───── DATA TO USE ─────

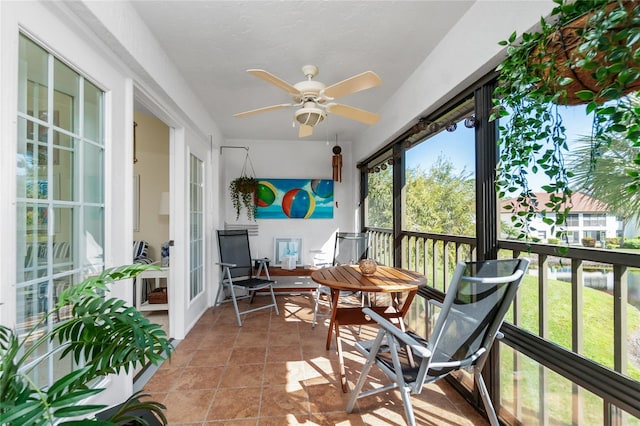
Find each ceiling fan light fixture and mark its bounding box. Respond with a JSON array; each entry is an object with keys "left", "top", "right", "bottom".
[
  {"left": 295, "top": 103, "right": 326, "bottom": 127},
  {"left": 236, "top": 65, "right": 382, "bottom": 130}
]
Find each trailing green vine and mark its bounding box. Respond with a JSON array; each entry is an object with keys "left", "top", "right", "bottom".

─────

Every line above is to be duplicated exactly; no picture should be carried over.

Find each ceiling fan light fixture and mark its bounding box. Respond with a JSON array; each entry is an object with keys "left", "top", "right", "bottom".
[
  {"left": 295, "top": 103, "right": 326, "bottom": 127},
  {"left": 236, "top": 65, "right": 382, "bottom": 130}
]
Find each trailing green vine and mark its bounding box. Respond with a JSON array; each entry is an object with keys "left", "top", "right", "bottom".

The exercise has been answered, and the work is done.